» MATERIAL PROVIDED:
☆ ☆ ☆ ☆ ☆
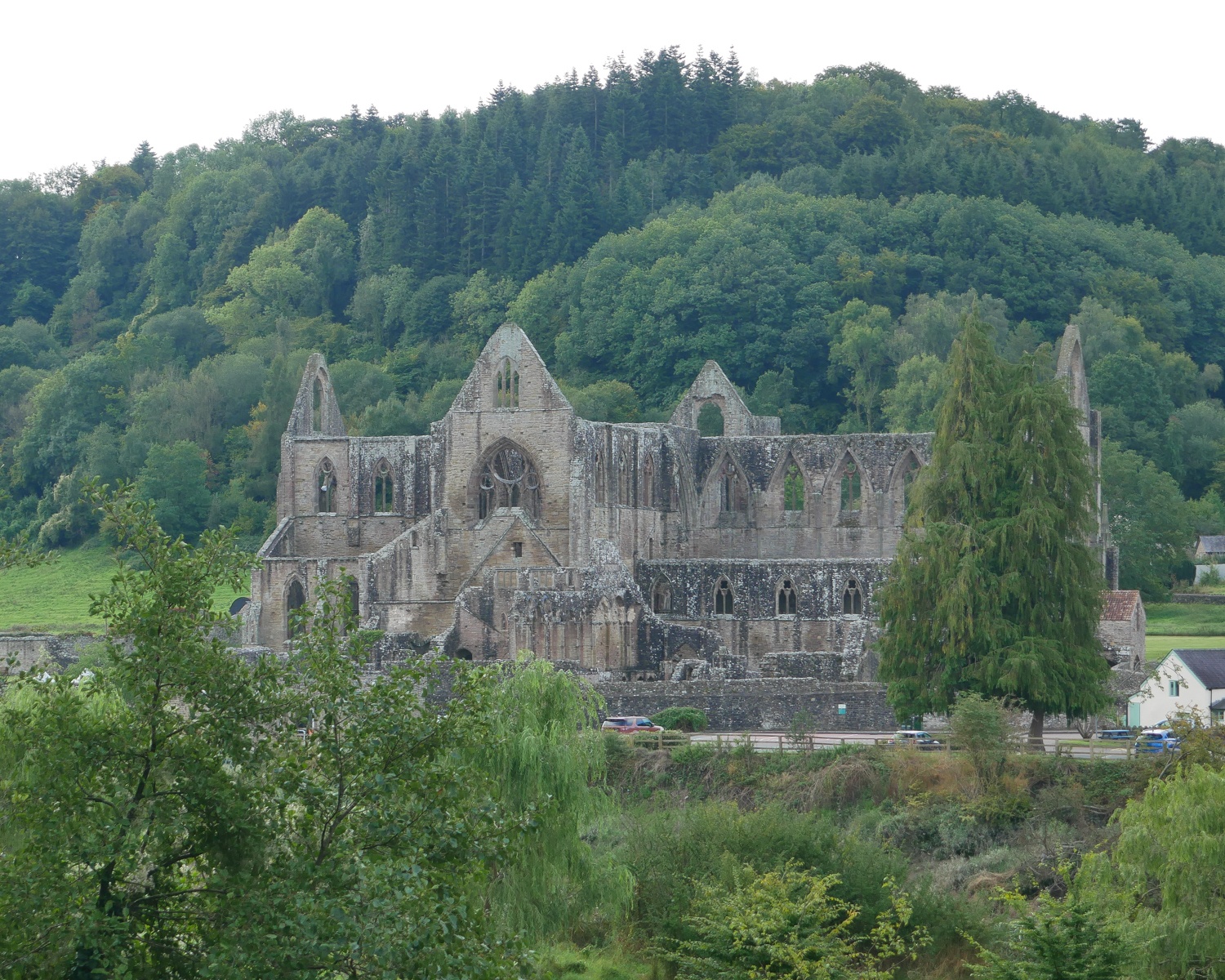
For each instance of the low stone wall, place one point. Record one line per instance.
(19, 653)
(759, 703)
☆ ☆ ☆ ☆ ☆
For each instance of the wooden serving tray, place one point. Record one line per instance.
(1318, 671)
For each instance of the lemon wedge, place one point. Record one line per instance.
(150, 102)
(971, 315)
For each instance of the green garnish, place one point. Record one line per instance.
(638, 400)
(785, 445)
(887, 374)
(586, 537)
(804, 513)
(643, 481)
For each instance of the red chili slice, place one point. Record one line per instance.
☆ ☆ ☆ ☆ ☆
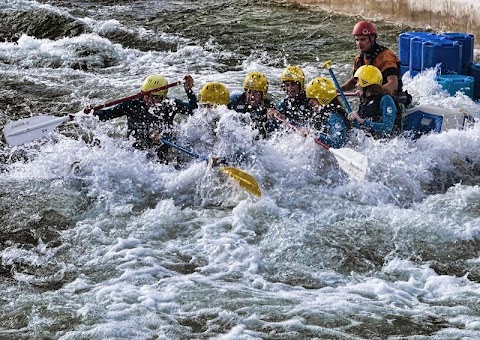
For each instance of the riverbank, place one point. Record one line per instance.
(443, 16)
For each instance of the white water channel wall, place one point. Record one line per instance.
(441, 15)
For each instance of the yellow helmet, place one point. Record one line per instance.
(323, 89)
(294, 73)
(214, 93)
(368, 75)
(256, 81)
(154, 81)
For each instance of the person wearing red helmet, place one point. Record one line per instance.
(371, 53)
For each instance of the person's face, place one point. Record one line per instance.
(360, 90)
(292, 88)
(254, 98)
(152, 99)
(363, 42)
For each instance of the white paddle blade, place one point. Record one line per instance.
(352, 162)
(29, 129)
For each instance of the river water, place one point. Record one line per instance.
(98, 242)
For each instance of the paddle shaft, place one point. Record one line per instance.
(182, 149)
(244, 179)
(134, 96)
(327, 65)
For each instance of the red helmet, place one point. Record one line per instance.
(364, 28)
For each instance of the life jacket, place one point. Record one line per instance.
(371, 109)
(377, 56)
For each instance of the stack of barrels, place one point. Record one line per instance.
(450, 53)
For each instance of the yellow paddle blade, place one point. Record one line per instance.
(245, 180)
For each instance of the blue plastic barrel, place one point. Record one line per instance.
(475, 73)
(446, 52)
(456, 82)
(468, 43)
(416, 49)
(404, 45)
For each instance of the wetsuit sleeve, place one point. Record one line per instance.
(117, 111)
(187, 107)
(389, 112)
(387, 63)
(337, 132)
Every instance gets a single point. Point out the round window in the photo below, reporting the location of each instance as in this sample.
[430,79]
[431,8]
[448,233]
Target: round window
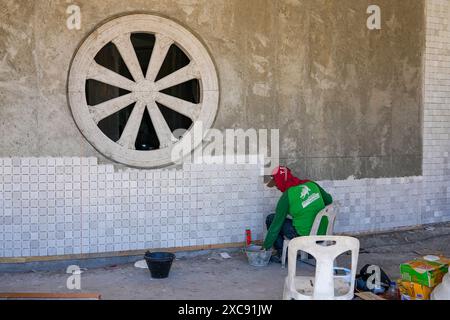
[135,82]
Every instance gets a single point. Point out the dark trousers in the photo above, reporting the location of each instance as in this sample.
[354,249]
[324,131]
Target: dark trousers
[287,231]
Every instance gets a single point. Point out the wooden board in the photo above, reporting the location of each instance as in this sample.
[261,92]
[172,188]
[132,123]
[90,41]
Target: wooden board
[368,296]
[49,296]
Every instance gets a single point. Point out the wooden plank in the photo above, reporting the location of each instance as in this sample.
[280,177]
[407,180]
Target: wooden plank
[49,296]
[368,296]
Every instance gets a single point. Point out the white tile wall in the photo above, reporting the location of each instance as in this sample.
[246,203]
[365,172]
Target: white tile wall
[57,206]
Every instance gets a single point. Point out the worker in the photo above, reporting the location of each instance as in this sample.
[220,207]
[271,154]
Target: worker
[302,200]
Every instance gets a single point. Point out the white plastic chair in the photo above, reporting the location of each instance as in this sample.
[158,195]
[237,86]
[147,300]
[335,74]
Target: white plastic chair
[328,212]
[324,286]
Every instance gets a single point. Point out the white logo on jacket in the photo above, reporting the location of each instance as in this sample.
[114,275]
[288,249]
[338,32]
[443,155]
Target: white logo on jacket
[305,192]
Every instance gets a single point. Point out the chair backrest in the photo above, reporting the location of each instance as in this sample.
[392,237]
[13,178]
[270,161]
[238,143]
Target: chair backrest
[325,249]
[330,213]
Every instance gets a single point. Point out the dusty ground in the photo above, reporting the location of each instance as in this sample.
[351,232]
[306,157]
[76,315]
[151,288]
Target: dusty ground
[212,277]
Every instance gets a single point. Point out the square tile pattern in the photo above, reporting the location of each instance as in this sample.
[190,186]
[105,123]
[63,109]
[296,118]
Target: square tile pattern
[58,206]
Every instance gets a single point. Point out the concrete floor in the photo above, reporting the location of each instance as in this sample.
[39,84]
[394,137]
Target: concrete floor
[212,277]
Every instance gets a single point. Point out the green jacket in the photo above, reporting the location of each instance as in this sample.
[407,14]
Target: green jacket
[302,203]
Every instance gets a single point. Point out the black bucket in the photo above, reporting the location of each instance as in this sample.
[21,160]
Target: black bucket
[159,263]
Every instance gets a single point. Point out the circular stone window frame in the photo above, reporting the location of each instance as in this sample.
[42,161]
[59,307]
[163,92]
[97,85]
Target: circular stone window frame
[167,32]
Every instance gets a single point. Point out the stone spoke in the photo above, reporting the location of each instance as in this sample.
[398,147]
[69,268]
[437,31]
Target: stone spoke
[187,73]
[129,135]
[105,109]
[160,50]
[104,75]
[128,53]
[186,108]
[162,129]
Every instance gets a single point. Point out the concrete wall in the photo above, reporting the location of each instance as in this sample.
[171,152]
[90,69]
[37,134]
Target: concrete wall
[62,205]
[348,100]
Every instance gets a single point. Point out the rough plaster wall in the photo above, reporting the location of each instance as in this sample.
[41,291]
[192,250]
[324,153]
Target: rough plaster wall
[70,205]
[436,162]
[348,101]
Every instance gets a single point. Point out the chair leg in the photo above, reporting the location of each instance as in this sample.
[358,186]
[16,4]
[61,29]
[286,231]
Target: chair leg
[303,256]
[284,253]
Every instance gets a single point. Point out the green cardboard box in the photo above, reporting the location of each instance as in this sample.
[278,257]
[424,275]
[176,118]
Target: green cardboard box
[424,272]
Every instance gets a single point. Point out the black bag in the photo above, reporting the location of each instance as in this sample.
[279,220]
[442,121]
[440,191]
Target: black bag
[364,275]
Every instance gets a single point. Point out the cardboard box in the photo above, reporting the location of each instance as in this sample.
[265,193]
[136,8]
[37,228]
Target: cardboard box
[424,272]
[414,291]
☆ ☆ ☆ ☆ ☆
» TASK OBJECTIVE:
Look above for the line holding "For each instance of the wooden". Print it and every line after it, exactly, through the line holding "For each instance of the red chili".

» RESULT OF THE EXERCISE:
For each instance of the wooden serving tray, place one point. Record one line per instance.
(1318, 671)
For each instance of the lemon wedge, place one point. Record one line per instance.
(150, 102)
(971, 315)
For each instance of the green garnish, place one point. Record one line per instance.
(638, 400)
(785, 445)
(887, 374)
(586, 537)
(804, 513)
(643, 481)
For each instance of the red chili slice, place one point. Record one line per instance.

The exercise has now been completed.